Work instructions:
Count the lines in the items that contain the word "railing", matching case exactly, and give only that number.

Stored data entries:
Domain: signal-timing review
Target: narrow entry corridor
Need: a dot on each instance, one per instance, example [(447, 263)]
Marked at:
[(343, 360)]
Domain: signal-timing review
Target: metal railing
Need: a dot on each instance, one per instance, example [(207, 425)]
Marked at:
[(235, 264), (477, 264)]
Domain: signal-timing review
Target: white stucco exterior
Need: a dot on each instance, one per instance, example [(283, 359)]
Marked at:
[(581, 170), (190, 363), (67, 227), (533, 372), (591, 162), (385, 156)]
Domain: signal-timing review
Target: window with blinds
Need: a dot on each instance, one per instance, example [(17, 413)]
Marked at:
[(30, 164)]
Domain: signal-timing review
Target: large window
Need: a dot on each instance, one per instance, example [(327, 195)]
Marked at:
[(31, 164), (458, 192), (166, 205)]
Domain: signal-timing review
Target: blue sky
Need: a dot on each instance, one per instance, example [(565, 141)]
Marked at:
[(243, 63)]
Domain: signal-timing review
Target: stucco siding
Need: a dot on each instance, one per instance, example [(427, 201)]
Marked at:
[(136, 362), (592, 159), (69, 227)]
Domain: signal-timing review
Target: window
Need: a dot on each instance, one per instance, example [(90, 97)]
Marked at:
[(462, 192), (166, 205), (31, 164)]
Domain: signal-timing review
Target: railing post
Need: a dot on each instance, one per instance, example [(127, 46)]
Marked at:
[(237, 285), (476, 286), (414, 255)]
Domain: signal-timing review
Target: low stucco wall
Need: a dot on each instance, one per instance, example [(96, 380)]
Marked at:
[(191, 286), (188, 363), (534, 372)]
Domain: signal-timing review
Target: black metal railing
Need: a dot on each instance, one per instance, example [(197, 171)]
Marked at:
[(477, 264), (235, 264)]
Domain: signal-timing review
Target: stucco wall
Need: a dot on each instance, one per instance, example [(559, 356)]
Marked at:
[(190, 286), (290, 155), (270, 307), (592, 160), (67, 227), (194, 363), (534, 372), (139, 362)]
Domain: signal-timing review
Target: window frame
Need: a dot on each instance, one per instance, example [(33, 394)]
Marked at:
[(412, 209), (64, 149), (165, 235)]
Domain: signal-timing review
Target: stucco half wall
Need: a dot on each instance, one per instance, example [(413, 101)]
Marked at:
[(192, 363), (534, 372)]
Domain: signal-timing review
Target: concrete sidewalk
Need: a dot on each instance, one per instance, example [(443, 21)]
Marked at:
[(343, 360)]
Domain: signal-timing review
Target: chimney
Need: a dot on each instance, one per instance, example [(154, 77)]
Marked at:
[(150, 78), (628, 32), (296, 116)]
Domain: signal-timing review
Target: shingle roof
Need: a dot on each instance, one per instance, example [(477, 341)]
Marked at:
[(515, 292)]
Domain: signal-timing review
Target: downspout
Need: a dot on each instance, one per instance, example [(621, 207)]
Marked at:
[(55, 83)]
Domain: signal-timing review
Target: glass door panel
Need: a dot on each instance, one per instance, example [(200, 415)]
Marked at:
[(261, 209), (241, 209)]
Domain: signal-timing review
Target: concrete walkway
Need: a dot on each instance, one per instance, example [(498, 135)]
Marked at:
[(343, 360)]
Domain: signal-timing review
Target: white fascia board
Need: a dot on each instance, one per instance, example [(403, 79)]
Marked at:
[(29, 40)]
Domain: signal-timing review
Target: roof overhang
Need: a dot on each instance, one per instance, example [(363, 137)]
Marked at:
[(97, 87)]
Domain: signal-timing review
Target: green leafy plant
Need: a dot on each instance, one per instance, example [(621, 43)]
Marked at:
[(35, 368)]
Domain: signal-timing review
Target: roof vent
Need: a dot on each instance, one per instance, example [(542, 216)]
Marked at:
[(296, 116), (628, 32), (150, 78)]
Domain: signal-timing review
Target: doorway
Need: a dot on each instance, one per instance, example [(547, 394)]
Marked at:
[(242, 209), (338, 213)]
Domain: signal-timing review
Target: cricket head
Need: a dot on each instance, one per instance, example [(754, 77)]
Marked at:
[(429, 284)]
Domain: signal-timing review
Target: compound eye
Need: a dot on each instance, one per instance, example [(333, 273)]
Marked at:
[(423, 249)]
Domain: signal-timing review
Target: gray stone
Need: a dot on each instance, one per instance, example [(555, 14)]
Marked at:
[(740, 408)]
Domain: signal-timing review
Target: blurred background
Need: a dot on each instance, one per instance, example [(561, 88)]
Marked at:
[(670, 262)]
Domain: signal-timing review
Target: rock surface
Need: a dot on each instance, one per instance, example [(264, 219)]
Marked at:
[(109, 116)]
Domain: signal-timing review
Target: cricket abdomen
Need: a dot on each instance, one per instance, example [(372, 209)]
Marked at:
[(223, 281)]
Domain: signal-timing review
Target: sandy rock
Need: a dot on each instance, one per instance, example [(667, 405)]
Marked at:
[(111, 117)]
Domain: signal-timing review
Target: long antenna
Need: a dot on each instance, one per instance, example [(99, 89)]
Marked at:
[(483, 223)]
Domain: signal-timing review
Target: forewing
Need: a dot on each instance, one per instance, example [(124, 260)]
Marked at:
==
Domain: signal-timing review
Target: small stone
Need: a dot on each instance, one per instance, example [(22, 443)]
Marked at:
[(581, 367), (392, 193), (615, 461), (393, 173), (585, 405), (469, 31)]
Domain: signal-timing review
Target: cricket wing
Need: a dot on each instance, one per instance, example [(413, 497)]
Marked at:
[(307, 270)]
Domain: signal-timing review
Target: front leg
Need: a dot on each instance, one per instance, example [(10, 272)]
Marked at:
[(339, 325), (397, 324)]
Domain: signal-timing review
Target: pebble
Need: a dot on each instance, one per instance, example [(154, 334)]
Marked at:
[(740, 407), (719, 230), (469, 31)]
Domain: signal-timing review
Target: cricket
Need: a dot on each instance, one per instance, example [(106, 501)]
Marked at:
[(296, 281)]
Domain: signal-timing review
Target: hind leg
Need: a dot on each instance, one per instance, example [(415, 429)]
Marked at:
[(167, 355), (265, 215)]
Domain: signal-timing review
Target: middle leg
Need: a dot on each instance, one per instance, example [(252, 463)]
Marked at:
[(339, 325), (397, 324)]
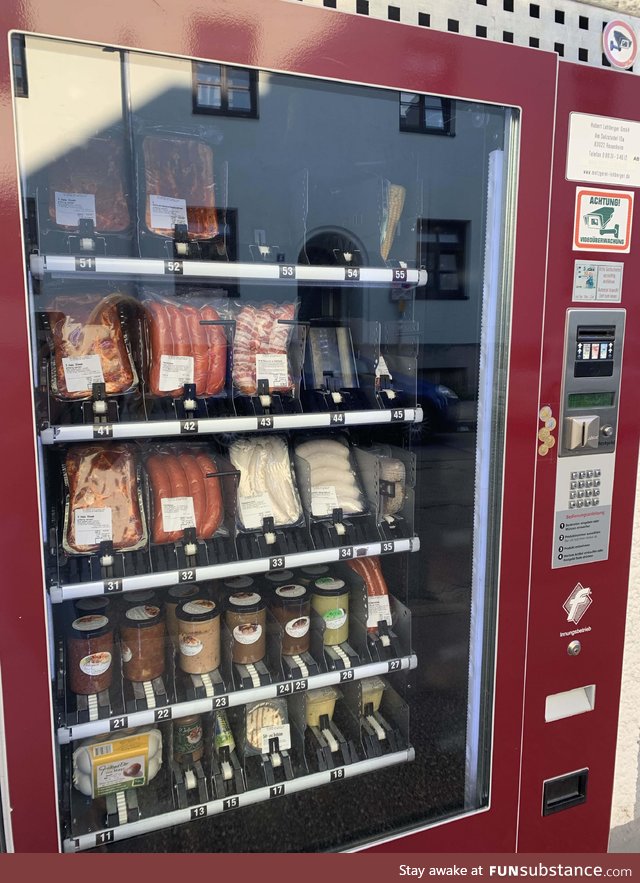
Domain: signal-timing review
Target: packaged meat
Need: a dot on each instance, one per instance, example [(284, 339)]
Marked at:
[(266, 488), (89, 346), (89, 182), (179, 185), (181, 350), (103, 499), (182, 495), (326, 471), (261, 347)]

Exercise answer:
3